* [What to do]: Transcribe the lines of the records starting with the one that has "Please drop a marker on every instance of the driver" in it and ending with the last, and transcribe nothing else.

**** Task inputs

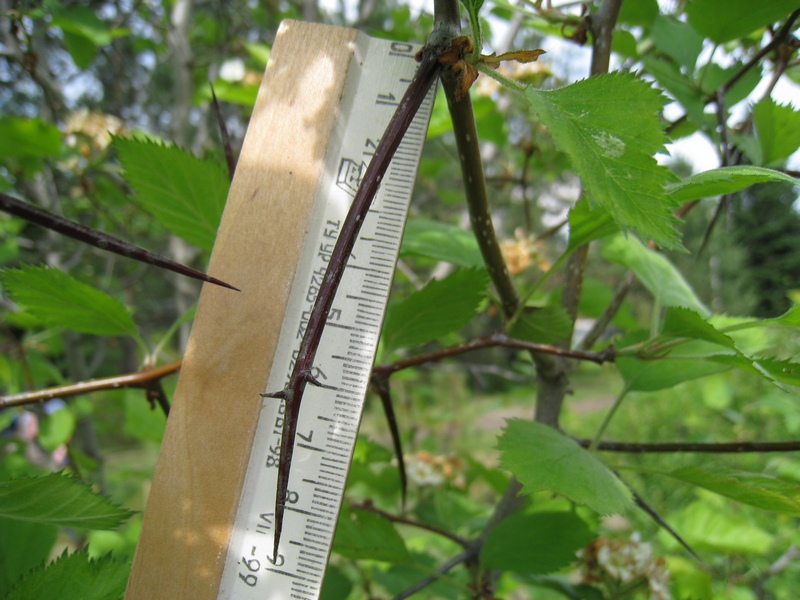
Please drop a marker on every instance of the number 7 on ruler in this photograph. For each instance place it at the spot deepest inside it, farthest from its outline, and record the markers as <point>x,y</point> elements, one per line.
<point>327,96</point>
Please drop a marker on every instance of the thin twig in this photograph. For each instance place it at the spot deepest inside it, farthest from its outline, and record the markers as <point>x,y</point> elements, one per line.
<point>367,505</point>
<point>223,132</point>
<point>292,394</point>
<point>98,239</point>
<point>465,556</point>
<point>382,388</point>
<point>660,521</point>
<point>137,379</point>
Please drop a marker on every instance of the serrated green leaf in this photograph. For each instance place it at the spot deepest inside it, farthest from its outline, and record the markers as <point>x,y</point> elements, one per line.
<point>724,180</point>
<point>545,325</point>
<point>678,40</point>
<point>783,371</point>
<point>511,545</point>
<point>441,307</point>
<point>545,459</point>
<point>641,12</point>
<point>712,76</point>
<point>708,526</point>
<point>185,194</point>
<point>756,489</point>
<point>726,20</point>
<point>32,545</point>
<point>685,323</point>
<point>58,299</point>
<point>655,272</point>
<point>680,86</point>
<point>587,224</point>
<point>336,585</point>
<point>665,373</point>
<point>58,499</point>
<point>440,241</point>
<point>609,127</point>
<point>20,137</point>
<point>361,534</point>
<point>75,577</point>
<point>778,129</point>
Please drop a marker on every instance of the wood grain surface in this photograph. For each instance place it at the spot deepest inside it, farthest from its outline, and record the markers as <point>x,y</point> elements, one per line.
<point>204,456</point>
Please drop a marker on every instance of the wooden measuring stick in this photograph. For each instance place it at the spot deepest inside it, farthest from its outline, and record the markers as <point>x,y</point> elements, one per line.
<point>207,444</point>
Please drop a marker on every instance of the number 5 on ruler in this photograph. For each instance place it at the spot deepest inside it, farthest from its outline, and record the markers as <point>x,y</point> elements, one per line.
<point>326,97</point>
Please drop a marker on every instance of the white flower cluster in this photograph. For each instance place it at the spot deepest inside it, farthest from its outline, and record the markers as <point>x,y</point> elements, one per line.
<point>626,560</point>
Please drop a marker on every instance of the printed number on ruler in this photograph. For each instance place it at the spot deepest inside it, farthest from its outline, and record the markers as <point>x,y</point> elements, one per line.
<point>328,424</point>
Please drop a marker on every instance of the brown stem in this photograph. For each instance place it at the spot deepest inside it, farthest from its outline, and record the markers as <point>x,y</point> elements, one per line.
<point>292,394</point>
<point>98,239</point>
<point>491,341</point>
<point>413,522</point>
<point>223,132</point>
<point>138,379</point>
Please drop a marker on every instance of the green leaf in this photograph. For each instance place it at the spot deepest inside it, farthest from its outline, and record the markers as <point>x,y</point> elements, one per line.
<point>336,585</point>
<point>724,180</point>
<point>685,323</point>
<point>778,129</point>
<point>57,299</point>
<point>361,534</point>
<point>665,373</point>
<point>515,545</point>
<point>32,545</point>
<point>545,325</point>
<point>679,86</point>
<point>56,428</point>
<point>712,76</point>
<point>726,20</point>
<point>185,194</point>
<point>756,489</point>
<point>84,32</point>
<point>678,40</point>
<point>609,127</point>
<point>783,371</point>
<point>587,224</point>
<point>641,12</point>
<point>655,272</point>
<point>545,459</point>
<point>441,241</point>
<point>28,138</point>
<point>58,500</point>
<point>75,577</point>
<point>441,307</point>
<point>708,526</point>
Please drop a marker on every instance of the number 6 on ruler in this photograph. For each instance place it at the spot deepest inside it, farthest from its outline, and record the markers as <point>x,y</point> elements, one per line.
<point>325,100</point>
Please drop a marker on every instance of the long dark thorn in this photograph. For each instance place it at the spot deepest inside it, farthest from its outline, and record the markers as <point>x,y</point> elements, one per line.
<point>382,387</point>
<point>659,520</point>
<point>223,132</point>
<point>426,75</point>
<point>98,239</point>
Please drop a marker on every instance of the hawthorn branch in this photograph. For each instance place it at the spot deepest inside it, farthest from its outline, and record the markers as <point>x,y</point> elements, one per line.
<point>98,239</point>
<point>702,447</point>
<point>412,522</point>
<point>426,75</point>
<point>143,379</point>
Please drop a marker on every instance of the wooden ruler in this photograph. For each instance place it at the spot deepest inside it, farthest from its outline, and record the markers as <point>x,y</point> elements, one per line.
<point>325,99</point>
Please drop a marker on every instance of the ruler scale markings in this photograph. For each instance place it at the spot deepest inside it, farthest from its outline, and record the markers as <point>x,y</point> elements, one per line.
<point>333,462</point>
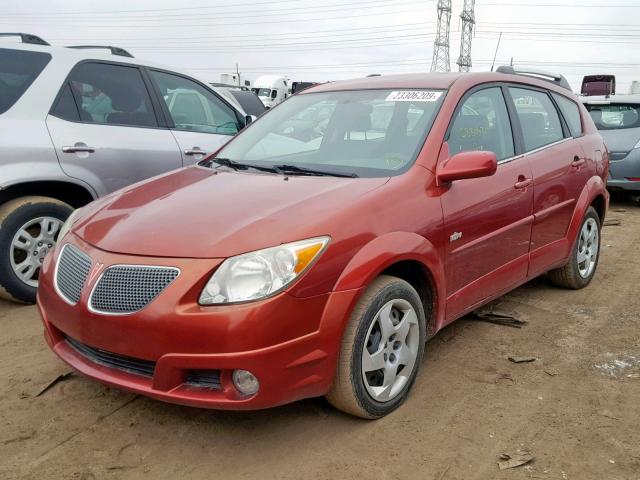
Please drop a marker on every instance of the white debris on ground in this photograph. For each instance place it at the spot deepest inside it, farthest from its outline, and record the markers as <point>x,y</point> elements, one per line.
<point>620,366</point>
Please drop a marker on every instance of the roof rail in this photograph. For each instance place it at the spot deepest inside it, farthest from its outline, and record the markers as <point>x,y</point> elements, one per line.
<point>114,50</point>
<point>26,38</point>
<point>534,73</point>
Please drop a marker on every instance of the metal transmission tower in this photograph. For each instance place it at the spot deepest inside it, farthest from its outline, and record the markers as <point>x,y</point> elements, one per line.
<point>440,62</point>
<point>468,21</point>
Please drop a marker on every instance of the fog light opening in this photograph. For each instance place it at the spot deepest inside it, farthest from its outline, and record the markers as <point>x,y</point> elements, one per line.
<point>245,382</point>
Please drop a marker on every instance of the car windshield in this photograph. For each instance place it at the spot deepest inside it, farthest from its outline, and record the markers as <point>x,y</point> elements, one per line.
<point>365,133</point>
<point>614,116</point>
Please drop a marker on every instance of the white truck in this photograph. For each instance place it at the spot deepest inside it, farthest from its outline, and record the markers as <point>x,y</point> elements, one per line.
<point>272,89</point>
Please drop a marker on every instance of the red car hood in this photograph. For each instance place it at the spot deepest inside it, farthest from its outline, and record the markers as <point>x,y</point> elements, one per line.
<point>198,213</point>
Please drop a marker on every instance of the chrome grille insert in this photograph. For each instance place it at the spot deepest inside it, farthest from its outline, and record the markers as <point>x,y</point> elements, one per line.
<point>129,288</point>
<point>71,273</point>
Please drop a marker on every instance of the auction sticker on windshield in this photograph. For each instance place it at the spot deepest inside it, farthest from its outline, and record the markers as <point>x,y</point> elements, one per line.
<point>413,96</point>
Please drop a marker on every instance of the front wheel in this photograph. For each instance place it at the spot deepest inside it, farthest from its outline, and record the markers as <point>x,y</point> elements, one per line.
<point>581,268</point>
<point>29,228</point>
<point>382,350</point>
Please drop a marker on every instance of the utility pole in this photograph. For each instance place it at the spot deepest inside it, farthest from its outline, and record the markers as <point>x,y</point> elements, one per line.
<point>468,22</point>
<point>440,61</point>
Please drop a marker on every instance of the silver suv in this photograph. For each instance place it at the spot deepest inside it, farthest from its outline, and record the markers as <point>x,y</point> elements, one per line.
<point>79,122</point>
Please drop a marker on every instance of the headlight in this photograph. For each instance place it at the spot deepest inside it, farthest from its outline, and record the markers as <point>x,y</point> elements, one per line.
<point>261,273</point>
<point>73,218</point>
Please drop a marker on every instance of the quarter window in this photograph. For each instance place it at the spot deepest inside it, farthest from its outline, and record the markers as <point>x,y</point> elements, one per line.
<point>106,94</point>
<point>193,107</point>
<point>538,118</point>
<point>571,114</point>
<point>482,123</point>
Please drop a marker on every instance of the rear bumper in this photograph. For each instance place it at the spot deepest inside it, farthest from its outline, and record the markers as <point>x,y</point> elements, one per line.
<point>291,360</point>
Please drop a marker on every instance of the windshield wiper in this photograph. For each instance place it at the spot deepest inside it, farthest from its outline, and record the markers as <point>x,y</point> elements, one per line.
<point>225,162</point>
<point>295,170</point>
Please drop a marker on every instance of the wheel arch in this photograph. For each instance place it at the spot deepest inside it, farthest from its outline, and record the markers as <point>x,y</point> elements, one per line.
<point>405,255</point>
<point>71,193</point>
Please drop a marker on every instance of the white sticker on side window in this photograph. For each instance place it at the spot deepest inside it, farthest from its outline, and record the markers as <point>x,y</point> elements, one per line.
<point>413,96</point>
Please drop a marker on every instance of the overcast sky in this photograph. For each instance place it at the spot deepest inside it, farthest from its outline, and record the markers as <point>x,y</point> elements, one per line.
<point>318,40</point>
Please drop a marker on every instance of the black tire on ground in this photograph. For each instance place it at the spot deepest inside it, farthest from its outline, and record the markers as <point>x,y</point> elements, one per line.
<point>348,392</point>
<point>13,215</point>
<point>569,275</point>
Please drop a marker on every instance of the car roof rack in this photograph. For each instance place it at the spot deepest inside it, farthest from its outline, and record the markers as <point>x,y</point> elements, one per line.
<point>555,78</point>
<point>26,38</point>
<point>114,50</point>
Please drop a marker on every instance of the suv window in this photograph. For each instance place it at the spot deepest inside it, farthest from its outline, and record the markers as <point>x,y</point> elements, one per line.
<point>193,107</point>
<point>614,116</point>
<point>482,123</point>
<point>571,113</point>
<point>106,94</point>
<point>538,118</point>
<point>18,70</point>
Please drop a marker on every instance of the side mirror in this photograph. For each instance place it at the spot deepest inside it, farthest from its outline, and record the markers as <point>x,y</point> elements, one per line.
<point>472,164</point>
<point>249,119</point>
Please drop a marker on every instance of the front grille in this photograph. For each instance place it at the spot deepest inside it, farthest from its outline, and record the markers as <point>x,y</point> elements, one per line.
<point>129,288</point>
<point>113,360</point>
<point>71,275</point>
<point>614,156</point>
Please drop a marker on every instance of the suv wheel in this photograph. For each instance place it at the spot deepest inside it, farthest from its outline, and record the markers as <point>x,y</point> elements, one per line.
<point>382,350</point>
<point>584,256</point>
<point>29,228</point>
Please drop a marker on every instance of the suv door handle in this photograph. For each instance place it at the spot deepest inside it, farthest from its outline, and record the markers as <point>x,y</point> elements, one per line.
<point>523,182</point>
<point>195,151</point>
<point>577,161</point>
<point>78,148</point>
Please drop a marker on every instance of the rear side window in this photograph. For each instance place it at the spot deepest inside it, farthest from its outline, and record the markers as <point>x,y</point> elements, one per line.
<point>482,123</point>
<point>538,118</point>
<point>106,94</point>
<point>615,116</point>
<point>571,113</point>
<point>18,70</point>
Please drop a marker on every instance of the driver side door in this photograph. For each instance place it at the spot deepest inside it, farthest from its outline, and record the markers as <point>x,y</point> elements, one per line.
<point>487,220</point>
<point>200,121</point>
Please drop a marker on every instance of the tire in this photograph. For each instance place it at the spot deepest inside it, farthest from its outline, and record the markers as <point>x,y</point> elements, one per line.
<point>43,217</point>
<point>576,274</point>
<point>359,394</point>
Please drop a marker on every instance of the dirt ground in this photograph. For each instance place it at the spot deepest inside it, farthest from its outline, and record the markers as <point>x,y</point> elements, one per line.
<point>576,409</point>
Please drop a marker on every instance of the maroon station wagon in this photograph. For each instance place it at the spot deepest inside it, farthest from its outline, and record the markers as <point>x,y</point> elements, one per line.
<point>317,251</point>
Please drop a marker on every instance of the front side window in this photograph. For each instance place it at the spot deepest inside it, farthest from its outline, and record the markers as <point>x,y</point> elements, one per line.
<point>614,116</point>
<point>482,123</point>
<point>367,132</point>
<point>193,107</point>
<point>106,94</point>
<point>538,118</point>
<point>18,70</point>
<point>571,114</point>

********

* [Exercise solution]:
Please drop a marker on every instance of the driver side door in this photograph. For each instance place it at the spot deepest inside it, farthest from its outline, and record the markers as <point>x,y</point> elements, one per line.
<point>487,220</point>
<point>200,121</point>
Please drop a marker on every instance of the tire in this photograph. For each instance place it at the spot deepest inside it, farthest from its outline, and record the markers as <point>x,y</point> elements, one per line.
<point>43,217</point>
<point>576,274</point>
<point>359,394</point>
Please drop a marker on every instance of the dirt ground in this photograph. For each instance place it at the spot deepest inside it, farthest from its outline, and record the markers as <point>x,y</point> elements, one per line.
<point>576,409</point>
Please drop a marker on every instance of the maroon station wagon in this photograph. For each instance place it at the spot deepest inside it, farthest from its outline, and record the markers as <point>x,y</point> elements, one per line.
<point>317,251</point>
Please drop a marker on every instance of the front side window in this photograph. For each instance place it at the spot deepest inside it, farthest from its outline, and record the markers as <point>x,y</point> elements, one per line.
<point>614,116</point>
<point>482,123</point>
<point>367,132</point>
<point>193,107</point>
<point>106,94</point>
<point>538,118</point>
<point>18,70</point>
<point>571,114</point>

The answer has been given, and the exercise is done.